▶ **GIVEN PROBLEM**: Recast all of the lines below as a JSON list of strings, with one string for each line and any blank lines left out.

▶ **RECORDS FOR THE TASK**:
>> START

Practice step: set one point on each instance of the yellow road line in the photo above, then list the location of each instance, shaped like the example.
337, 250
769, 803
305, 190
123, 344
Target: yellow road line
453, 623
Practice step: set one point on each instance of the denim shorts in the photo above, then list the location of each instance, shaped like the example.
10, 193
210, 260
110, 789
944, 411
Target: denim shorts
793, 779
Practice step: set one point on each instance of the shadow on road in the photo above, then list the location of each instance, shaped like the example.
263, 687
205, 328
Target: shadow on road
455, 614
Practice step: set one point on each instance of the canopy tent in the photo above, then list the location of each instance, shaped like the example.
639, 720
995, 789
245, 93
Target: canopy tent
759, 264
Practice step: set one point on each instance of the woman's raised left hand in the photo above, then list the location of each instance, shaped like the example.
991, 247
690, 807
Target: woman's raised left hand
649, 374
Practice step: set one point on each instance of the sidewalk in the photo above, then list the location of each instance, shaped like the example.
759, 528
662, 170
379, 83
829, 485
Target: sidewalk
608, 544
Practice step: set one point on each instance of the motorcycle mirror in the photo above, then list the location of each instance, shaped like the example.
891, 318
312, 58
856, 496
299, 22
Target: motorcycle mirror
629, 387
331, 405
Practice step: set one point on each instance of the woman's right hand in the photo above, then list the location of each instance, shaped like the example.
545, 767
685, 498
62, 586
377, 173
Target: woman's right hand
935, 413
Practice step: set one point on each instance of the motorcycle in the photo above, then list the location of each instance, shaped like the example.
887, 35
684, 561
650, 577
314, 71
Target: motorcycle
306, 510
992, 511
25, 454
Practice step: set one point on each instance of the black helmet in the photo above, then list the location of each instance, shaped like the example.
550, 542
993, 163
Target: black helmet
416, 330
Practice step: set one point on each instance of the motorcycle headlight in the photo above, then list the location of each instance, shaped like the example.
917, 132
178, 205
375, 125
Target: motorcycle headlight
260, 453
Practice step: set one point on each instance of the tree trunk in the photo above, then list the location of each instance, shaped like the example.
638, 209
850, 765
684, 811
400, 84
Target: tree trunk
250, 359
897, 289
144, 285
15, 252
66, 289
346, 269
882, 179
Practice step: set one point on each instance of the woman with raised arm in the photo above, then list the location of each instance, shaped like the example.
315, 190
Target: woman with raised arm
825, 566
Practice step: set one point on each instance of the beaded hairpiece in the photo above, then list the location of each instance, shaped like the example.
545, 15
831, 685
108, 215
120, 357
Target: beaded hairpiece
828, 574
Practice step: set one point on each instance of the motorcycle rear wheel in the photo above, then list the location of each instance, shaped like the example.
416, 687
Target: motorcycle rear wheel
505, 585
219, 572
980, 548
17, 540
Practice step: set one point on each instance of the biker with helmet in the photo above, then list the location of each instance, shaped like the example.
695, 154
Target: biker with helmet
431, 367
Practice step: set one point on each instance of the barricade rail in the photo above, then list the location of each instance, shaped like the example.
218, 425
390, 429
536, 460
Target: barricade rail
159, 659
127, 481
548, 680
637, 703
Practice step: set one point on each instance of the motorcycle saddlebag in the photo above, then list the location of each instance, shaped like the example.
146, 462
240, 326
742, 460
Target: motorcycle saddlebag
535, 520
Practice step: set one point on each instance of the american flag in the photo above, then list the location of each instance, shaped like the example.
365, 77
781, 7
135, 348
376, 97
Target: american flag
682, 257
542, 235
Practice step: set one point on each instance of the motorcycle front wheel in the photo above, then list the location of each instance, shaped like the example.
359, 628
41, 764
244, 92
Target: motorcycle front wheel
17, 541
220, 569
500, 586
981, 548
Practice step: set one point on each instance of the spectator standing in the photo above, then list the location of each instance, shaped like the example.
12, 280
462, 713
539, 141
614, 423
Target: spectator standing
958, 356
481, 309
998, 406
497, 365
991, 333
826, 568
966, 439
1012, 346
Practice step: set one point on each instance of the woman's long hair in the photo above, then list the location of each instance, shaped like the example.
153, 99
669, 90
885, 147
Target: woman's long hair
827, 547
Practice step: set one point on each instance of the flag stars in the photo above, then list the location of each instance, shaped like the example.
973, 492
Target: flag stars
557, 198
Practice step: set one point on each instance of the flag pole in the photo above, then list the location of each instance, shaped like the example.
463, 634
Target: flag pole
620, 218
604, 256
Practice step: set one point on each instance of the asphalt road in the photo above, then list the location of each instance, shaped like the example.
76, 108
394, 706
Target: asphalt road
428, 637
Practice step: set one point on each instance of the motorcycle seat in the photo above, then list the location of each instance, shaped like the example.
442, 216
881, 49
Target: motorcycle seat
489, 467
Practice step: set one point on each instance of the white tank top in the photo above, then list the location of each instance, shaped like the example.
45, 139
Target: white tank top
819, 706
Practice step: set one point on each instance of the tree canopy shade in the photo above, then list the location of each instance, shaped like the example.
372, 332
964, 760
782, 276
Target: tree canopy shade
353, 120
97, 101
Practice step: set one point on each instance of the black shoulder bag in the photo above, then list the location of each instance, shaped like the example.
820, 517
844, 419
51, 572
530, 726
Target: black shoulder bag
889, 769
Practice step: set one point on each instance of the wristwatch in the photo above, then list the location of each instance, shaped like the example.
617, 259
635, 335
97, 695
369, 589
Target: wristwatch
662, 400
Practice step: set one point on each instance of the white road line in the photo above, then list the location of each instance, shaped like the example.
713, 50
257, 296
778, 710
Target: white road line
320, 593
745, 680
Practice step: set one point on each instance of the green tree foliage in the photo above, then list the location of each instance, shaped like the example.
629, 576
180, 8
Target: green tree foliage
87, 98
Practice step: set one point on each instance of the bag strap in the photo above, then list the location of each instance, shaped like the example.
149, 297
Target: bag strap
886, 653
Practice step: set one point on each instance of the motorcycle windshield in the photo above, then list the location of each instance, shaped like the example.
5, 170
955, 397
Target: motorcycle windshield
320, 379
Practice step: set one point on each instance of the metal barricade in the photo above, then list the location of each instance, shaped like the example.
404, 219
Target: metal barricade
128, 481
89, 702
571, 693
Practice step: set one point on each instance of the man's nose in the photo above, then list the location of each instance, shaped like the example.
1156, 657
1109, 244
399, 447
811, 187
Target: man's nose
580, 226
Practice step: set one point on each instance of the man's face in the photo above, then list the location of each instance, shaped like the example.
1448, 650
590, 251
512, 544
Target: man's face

>> END

▶ **SOLUTION TO THE EXERCISE**:
[
  "Practice step: set one point on each instance of the yellow road line in the photo above, then list the location of each instance, shaped like the example.",
  "337, 250",
  "769, 803",
  "305, 190",
  "123, 344",
  "Target: yellow road line",
  "453, 623",
  "Practice step: set one point on each instance of the denim shorts in the photo above, then list the location of each instance, shaped like the example.",
  "10, 193",
  "210, 260",
  "110, 789",
  "944, 411",
  "Target: denim shorts",
  "793, 779",
  "Practice step: set one point on each instance of the shadow on road in the photo above, then list the location of each instance, shaped like the example.",
  "263, 687",
  "205, 328",
  "Target: shadow on road",
  "455, 614",
  "Practice step: set one point on each instance of the canopy tent in the photo above, then list the location of each instance, shaped like the example.",
  "639, 720",
  "995, 789",
  "245, 93",
  "Target: canopy tent",
  "759, 264",
  "Practice step: set one point on each instance of the woman's raised left hand in the photo above, then list the location of each instance, shaped like the example.",
  "991, 247",
  "690, 807",
  "Target: woman's raised left hand",
  "649, 374",
  "Practice step: set one point on each instance of the sidewalk in the photo above, then list the location of each instance, shaped like the example.",
  "759, 528",
  "662, 170",
  "379, 83",
  "829, 485",
  "Target: sidewalk",
  "608, 544",
  "Practice step: set one point on each instance of the motorcycle mirror in the photo above, then list the location of each instance, shaped like the example.",
  "891, 318",
  "312, 58",
  "856, 496",
  "299, 22",
  "Target: motorcycle mirror",
  "629, 387",
  "331, 405",
  "Practice step: set one point on each instance of the woman's right hand in the photo above, then list the location of each instance, shaped like the example.",
  "545, 767",
  "685, 498",
  "62, 586",
  "377, 173",
  "Target: woman's right hand",
  "935, 413",
  "Practice step: set one point on each instance of the motorcycle in the photo above, then list the location of each instance, shaped like the example.",
  "887, 35",
  "684, 561",
  "650, 577",
  "314, 71",
  "Target: motorcycle",
  "306, 510",
  "992, 511",
  "25, 454",
  "Practice step: set one point on each instance of the black helmet in the photo above, then list the location of each instance, shaped like the example.",
  "550, 542",
  "993, 163",
  "Target: black helmet",
  "416, 330",
  "Practice step: set one point on each instance of the motorcycle headlight in the photo above, then list the location of each instance, shaped like the example.",
  "917, 132",
  "178, 205",
  "375, 125",
  "Target: motorcycle headlight",
  "260, 453",
  "Practice step: set one point on each instance of the tree trunk in the photo above, then list the location of each instance, shaped like the example.",
  "638, 209",
  "850, 765",
  "684, 811",
  "400, 84",
  "Target: tree trunk",
  "250, 359",
  "897, 289",
  "144, 285",
  "15, 252",
  "66, 289",
  "346, 269",
  "882, 179",
  "Practice step: set one point on each instance of the woman with raised arm in the photo above, then list the location of each instance, shaped like the example.",
  "315, 190",
  "Target: woman with raised arm",
  "825, 566",
  "Practice step: set one point on each instance of the beaded hairpiece in the photo above, then list the location of each instance, shaped like the example.",
  "545, 15",
  "831, 685",
  "108, 215",
  "120, 357",
  "Target: beaded hairpiece",
  "828, 574",
  "Practice step: set one point on each instance of the motorcycle rear wheel in the photo above, then list the location of each instance, shaped like the example.",
  "416, 687",
  "Target: motorcycle rear wheel",
  "505, 585",
  "219, 572",
  "980, 548",
  "17, 540",
  "Practice step: set one point on each instance of the biker with helmet in the photo above, then list the location of each instance, shaped like the example.",
  "695, 154",
  "Target: biker with helmet",
  "431, 367",
  "Practice step: set one point on each instance of the barricade rail in the photo above, then list the location of each instance, shaped like the example.",
  "218, 425",
  "390, 429",
  "536, 460",
  "Target: barricade rail",
  "159, 659",
  "127, 481",
  "548, 680",
  "637, 703",
  "Practice step: set one point on each instance of the motorcycle saddlebag in the photo above, then list the location of each instance, shaped like the example.",
  "146, 462",
  "240, 326",
  "742, 460",
  "Target: motorcycle saddlebag",
  "535, 520",
  "Practice step: set one point on each instance of the american flag in the photo above, then list the location of each instance, shaped like the example.",
  "365, 77",
  "781, 7",
  "135, 348",
  "376, 97",
  "Target: american flag",
  "682, 257",
  "542, 235",
  "Practice step: set one point on each instance of the motorcycle front wheel in the photo above, then list the location of each instance, shaped like the example.",
  "359, 628",
  "41, 764",
  "244, 92",
  "Target: motorcycle front wheel",
  "17, 541",
  "220, 569",
  "500, 586",
  "981, 548",
  "Practice step: set one point on each instance of the spectator standing in the photo above, then list the location of each instance, shaped like the example.",
  "12, 280",
  "462, 713",
  "539, 141",
  "614, 423",
  "Target: spectator standing",
  "958, 356",
  "481, 309",
  "998, 406",
  "497, 365",
  "991, 333",
  "826, 568",
  "966, 439",
  "1012, 346",
  "Practice step: set one point on each instance of the woman's long hair in the photo above, then list the location of each instance, shaped like the example.",
  "153, 99",
  "669, 90",
  "885, 147",
  "Target: woman's long hair",
  "827, 547",
  "Practice step: set one point on each instance of the flag stars in the photo above, then list the location of each instance, shaped like the example.",
  "973, 492",
  "Target: flag stars",
  "557, 198",
  "Practice step: set one point on each instance of the flag pole in the photo above, then list the location of each instance, shaped like the example.",
  "463, 634",
  "Target: flag pole",
  "620, 218",
  "604, 256",
  "Practice step: set one point on each instance of the asphalt road in the photo above, then list the location of each instance, shaped like the example.",
  "76, 108",
  "394, 706",
  "Target: asphalt road",
  "428, 637",
  "Practice step: set one point on each instance of the motorcycle seat in the photo above, then list the location of each instance, shaped like the example.",
  "442, 216",
  "881, 49",
  "Target: motorcycle seat",
  "489, 467",
  "Practice step: set one point on each instance of the white tank top in the photo above, then list the location of each instance, shaped like the example.",
  "45, 139",
  "Target: white tank top",
  "819, 706",
  "Practice step: set one point on each instance of the tree canopy shade in the photo above, then list the location of each instance, shaped like the example.",
  "372, 332",
  "964, 760",
  "782, 276",
  "Target: tree canopy shade",
  "353, 120",
  "97, 101",
  "Practice step: set one point on each instance of the black shoulder bag in the photo above, then list the location of each instance, shaped like the example.",
  "820, 517",
  "844, 419",
  "51, 572",
  "530, 726",
  "Target: black shoulder bag",
  "889, 769",
  "Practice step: set one point on each instance of the wristwatch in the photo above, then list the location of each instance, shaped like the example.",
  "617, 259",
  "635, 335",
  "97, 695",
  "369, 589",
  "Target: wristwatch",
  "662, 400",
  "Practice step: set one point on each instance of the white road line in the photo above, then list the location of each instance, shaped like the example.",
  "713, 50",
  "257, 296",
  "778, 710",
  "Target: white road line",
  "320, 593",
  "745, 680",
  "Practice step: set one point on each instance of the green tree foliage in the photo above, then list the location of each instance, shaped like the example.",
  "629, 576",
  "180, 8",
  "Target: green tree foliage",
  "87, 98",
  "Practice step: set one point on each instance of the bag strap in the photo above, then list the location of each instance, shaped like the example.",
  "149, 297",
  "Target: bag strap",
  "886, 653",
  "Practice step: set one point on each instance of the motorcycle windshield in the photo above, then list the location of each instance, shaped like the example.",
  "5, 170",
  "955, 397",
  "Target: motorcycle windshield",
  "320, 379",
  "Practice step: set one point on each instance of the metal barricade in the photo above, then list the location of each instance, shaped like the example.",
  "404, 219",
  "Target: metal barricade",
  "128, 481",
  "89, 702",
  "571, 693",
  "Practice step: set one point on each instance of the man's nose in the photo above, then list the location of each instance, shaped like the example.",
  "1156, 657",
  "1109, 244",
  "399, 447",
  "811, 187",
  "Target: man's nose",
  "580, 226",
  "Practice step: set one point on each instance of the man's face in the photo above, then list the location of each instance, shaped like the example.",
  "1448, 650",
  "590, 251",
  "512, 544",
  "Target: man's face"
]